**REQUIRED ACTION**
Repeat everything from the first line of the listing below through the line that contains "positive clicks: (295, 79) (246, 43)", exactly. Leave out pictures.

**RECORD EXCERPTS**
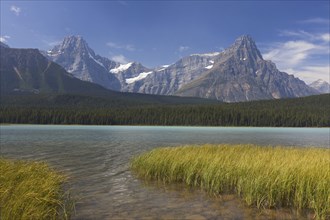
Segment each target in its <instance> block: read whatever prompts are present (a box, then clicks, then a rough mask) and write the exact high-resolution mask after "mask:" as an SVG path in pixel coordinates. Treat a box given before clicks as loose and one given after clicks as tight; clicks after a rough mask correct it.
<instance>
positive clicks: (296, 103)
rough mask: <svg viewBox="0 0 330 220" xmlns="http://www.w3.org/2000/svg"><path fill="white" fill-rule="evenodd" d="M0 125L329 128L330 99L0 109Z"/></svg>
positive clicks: (56, 106) (272, 100) (6, 105)
mask: <svg viewBox="0 0 330 220" xmlns="http://www.w3.org/2000/svg"><path fill="white" fill-rule="evenodd" d="M0 112H1V115H0V123H14V124H21V123H25V124H82V125H92V124H93V125H182V126H267V127H268V126H271V127H330V95H319V96H311V97H306V98H297V99H285V100H270V101H256V102H244V103H232V104H226V103H222V104H209V105H148V106H133V107H125V108H123V107H103V108H95V107H89V108H86V107H74V106H72V107H68V106H65V107H63V106H62V107H61V106H52V107H45V106H42V107H31V106H29V107H22V106H10V105H1V108H0Z"/></svg>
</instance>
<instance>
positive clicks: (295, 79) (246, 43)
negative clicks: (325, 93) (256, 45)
mask: <svg viewBox="0 0 330 220" xmlns="http://www.w3.org/2000/svg"><path fill="white" fill-rule="evenodd" d="M217 58H218V59H217V60H216V61H215V63H214V66H213V68H211V69H210V70H208V71H206V72H205V73H204V74H203V75H202V76H201V77H200V78H198V79H197V80H195V81H193V82H190V83H188V84H186V85H184V86H182V87H181V88H180V89H179V90H178V91H177V92H176V93H175V94H176V95H179V96H193V97H204V98H212V99H217V100H221V101H225V102H241V101H250V100H260V99H279V98H290V97H302V96H309V95H313V94H318V92H317V91H316V90H314V89H312V88H310V87H308V86H307V85H306V84H305V83H304V82H303V81H301V80H299V79H298V78H295V77H294V76H292V75H288V74H287V73H285V72H280V71H279V70H278V69H277V68H276V66H275V64H274V63H272V62H271V61H266V60H264V59H263V58H262V56H261V53H260V52H259V50H258V48H257V46H256V45H255V43H254V41H253V40H252V38H251V37H250V36H242V37H240V38H238V39H237V40H236V41H235V43H234V44H233V45H232V46H231V47H230V48H228V49H226V50H225V51H223V52H222V53H220V55H219V56H218V57H217Z"/></svg>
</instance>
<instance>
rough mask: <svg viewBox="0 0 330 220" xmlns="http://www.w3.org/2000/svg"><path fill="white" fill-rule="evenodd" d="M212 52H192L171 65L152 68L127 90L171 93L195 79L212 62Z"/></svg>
mask: <svg viewBox="0 0 330 220" xmlns="http://www.w3.org/2000/svg"><path fill="white" fill-rule="evenodd" d="M218 54H219V53H214V54H194V55H191V56H188V57H185V58H182V59H180V60H179V61H177V62H176V63H174V64H172V65H165V66H162V67H161V68H157V69H155V70H153V71H152V72H151V73H150V74H149V75H148V76H147V77H145V78H143V79H141V80H138V81H136V82H134V83H132V84H131V85H130V86H129V87H128V90H127V91H129V92H139V93H146V94H158V95H173V94H175V92H176V91H177V90H178V89H179V88H181V87H182V86H183V85H185V84H187V83H189V82H191V81H193V80H195V79H197V78H198V77H200V75H201V74H202V73H203V72H205V70H207V69H208V68H210V67H211V66H212V65H213V63H214V60H213V59H214V58H215V57H216V56H217V55H218Z"/></svg>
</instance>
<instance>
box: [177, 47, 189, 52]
mask: <svg viewBox="0 0 330 220" xmlns="http://www.w3.org/2000/svg"><path fill="white" fill-rule="evenodd" d="M189 49H190V47H188V46H180V47H179V49H178V50H179V52H183V51H186V50H189Z"/></svg>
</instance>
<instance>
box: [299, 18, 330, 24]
mask: <svg viewBox="0 0 330 220" xmlns="http://www.w3.org/2000/svg"><path fill="white" fill-rule="evenodd" d="M298 23H301V24H329V23H330V20H329V19H326V18H310V19H306V20H301V21H298Z"/></svg>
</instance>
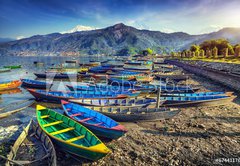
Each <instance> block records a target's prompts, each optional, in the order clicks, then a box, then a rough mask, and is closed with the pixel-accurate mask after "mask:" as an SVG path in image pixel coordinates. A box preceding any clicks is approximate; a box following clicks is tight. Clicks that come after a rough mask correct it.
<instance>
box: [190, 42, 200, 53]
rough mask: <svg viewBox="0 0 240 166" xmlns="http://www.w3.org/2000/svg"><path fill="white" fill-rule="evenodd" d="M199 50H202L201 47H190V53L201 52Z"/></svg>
mask: <svg viewBox="0 0 240 166" xmlns="http://www.w3.org/2000/svg"><path fill="white" fill-rule="evenodd" d="M199 50H200V46H198V45H196V44H193V45H191V47H190V51H192V52H196V51H199Z"/></svg>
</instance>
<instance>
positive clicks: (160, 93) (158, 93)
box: [156, 86, 161, 108]
mask: <svg viewBox="0 0 240 166" xmlns="http://www.w3.org/2000/svg"><path fill="white" fill-rule="evenodd" d="M160 97H161V86H159V87H158V93H157V103H156V104H157V105H156V107H157V108H159V107H160Z"/></svg>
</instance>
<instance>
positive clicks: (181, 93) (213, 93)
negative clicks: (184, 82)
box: [161, 92, 233, 97]
mask: <svg viewBox="0 0 240 166" xmlns="http://www.w3.org/2000/svg"><path fill="white" fill-rule="evenodd" d="M232 94H233V92H197V93H196V92H195V93H162V94H161V96H177V97H188V96H189V97H191V96H214V95H226V96H232Z"/></svg>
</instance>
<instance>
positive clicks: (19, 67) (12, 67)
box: [4, 65, 22, 69]
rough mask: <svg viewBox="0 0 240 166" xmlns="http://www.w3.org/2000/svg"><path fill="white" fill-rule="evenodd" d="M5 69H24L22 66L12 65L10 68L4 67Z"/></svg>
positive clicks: (20, 65) (8, 66) (17, 65)
mask: <svg viewBox="0 0 240 166" xmlns="http://www.w3.org/2000/svg"><path fill="white" fill-rule="evenodd" d="M4 68H9V69H19V68H22V65H10V66H4Z"/></svg>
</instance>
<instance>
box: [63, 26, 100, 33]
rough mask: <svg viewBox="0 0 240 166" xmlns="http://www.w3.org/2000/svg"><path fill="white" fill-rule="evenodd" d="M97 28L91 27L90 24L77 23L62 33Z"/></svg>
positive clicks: (73, 32)
mask: <svg viewBox="0 0 240 166" xmlns="http://www.w3.org/2000/svg"><path fill="white" fill-rule="evenodd" d="M95 29H97V28H94V27H90V26H84V25H77V26H75V27H74V28H73V29H70V30H67V31H63V32H60V33H74V32H78V31H91V30H95Z"/></svg>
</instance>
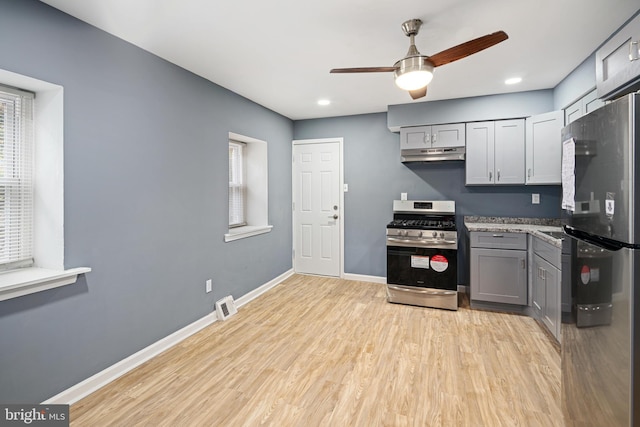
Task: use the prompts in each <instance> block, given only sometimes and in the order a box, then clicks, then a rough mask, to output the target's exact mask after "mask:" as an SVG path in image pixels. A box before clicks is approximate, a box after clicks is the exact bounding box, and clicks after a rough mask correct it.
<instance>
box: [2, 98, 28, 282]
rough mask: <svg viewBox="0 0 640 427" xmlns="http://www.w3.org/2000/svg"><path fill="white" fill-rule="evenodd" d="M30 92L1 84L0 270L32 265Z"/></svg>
mask: <svg viewBox="0 0 640 427" xmlns="http://www.w3.org/2000/svg"><path fill="white" fill-rule="evenodd" d="M33 100H34V96H33V94H32V93H28V92H23V91H19V90H16V89H13V88H8V87H2V86H0V269H2V270H6V269H10V268H14V267H22V266H27V265H31V264H33V207H34V206H33V167H34V165H33V151H34V131H33V108H34V106H33Z"/></svg>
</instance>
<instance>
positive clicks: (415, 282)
mask: <svg viewBox="0 0 640 427" xmlns="http://www.w3.org/2000/svg"><path fill="white" fill-rule="evenodd" d="M457 273H458V252H457V250H455V249H442V248H423V247H405V246H387V284H395V285H403V286H413V287H420V288H431V289H443V290H449V291H456V290H457V289H458V274H457Z"/></svg>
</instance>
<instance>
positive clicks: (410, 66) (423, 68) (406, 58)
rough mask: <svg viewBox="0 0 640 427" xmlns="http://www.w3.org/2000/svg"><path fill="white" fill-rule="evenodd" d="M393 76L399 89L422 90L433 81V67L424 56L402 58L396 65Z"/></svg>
mask: <svg viewBox="0 0 640 427" xmlns="http://www.w3.org/2000/svg"><path fill="white" fill-rule="evenodd" d="M394 74H395V78H396V85H397V86H398V87H399V88H400V89H404V90H416V89H422V88H423V87H425V86H427V85H428V84H429V83H430V82H431V79H433V66H432V65H431V64H430V63H428V62H427V60H426V58H425V57H424V56H416V57H409V58H404V59H401V60H400V61H398V62H397V63H396V71H395V73H394Z"/></svg>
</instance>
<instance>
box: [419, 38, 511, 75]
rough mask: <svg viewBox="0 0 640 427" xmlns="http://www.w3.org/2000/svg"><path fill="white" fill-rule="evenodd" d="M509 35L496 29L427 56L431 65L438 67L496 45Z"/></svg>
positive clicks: (504, 38) (466, 56) (499, 42)
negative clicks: (432, 55)
mask: <svg viewBox="0 0 640 427" xmlns="http://www.w3.org/2000/svg"><path fill="white" fill-rule="evenodd" d="M508 38H509V36H508V35H507V33H505V32H504V31H497V32H495V33H491V34H487V35H486V36H482V37H478V38H477V39H473V40H469V41H468V42H466V43H462V44H459V45H457V46H454V47H451V48H449V49H446V50H443V51H442V52H438V53H436V54H435V55H433V56H430V57H429V60H430V61H431V62H433V65H434V66H436V67H439V66H440V65H444V64H448V63H450V62H453V61H457V60H458V59H462V58H466V57H467V56H469V55H473V54H474V53H478V52H480V51H481V50H484V49H487V48H489V47H491V46H493V45H496V44H498V43H500V42H502V41H505V40H506V39H508Z"/></svg>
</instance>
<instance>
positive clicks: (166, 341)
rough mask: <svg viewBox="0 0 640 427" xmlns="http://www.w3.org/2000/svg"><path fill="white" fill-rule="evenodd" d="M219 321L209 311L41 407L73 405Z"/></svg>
mask: <svg viewBox="0 0 640 427" xmlns="http://www.w3.org/2000/svg"><path fill="white" fill-rule="evenodd" d="M292 275H293V270H289V271H286V272H285V273H283V274H281V275H280V276H278V277H276V278H275V279H273V280H270V281H269V282H267V283H265V284H264V285H262V286H260V287H259V288H257V289H254V290H253V291H251V292H249V293H247V294H245V295H243V296H241V297H240V298H238V300H237V301H236V302H237V306H238V307H242V306H243V305H245V304H247V303H248V302H249V301H252V300H254V299H255V298H257V297H259V296H260V295H262V294H263V293H265V292H267V291H268V290H269V289H271V288H273V287H274V286H276V285H277V284H279V283H280V282H282V281H283V280H285V279H287V278H288V277H291V276H292ZM217 320H218V316H217V314H216V312H215V311H214V312H212V313H210V314H207V315H206V316H204V317H202V318H200V319H198V320H196V321H195V322H193V323H191V324H189V325H187V326H185V327H184V328H182V329H180V330H178V331H176V332H174V333H172V334H171V335H168V336H166V337H164V338H162V339H161V340H159V341H156V342H155V343H153V344H151V345H149V346H147V347H145V348H143V349H142V350H140V351H138V352H137V353H134V354H132V355H131V356H129V357H127V358H126V359H123V360H121V361H120V362H117V363H115V364H113V365H111V366H109V367H108V368H106V369H104V370H102V371H100V372H98V373H97V374H95V375H93V376H91V377H89V378H87V379H86V380H84V381H82V382H79V383H78V384H76V385H74V386H72V387H70V388H68V389H66V390H64V391H62V392H60V393H58V394H56V395H55V396H53V397H51V398H49V399H47V400H45V401H44V402H42V404H44V405H48V404H50V405H54V404H65V405H72V404H74V403H75V402H77V401H79V400H80V399H82V398H84V397H86V396H88V395H90V394H91V393H93V392H94V391H96V390H98V389H100V388H102V387H104V386H105V385H107V384H109V383H110V382H112V381H114V380H116V379H117V378H119V377H121V376H122V375H124V374H126V373H127V372H129V371H131V370H132V369H134V368H136V367H138V366H140V365H142V364H143V363H144V362H146V361H147V360H149V359H151V358H153V357H155V356H157V355H158V354H160V353H162V352H164V351H166V350H168V349H170V348H171V347H173V346H174V345H176V344H178V343H180V342H181V341H183V340H184V339H186V338H188V337H190V336H191V335H193V334H195V333H196V332H198V331H200V330H201V329H204V328H205V327H207V326H209V325H211V324H212V323H214V322H215V321H217Z"/></svg>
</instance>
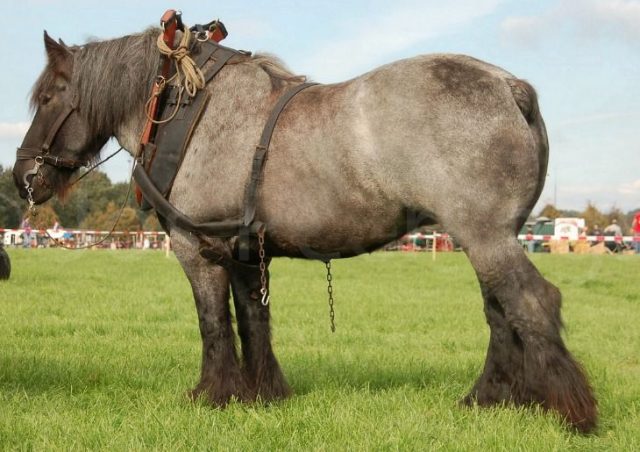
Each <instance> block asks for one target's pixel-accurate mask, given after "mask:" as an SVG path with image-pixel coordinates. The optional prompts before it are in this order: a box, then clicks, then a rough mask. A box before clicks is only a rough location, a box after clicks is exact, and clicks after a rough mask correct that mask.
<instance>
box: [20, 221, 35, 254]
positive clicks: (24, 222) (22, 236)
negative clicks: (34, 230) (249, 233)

**TASK OUTPUT**
Segment each target in its <instance> block: read whatever prompts are present (a box, then clicks, then a rough mask) and write the exact high-resolution mask after "mask:" as an SVG path in pixel coordinates. Treat a box given before clicks as loose and one given after clicks as tight; clicks after a rough mask correct it.
<instance>
positive clicks: (296, 103)
rough mask: <svg viewBox="0 0 330 220" xmlns="http://www.w3.org/2000/svg"><path fill="white" fill-rule="evenodd" d="M0 125L329 128L330 99L0 109Z"/></svg>
positive clicks: (56, 106) (272, 100) (6, 105)
mask: <svg viewBox="0 0 330 220" xmlns="http://www.w3.org/2000/svg"><path fill="white" fill-rule="evenodd" d="M0 112H1V115H0V123H14V124H21V123H25V124H82V125H92V124H93V125H182V126H267V127H268V126H271V127H330V95H319V96H311V97H306V98H297V99H285V100H270V101H256V102H244V103H232V104H226V103H222V104H209V105H148V106H133V107H125V108H123V107H103V108H95V107H89V108H86V107H74V106H72V107H68V106H65V107H63V106H62V107H61V106H52V107H45V106H42V107H31V106H29V107H22V106H10V105H1V108H0Z"/></svg>
</instance>
<instance>
positive clicks: (295, 79) (246, 43)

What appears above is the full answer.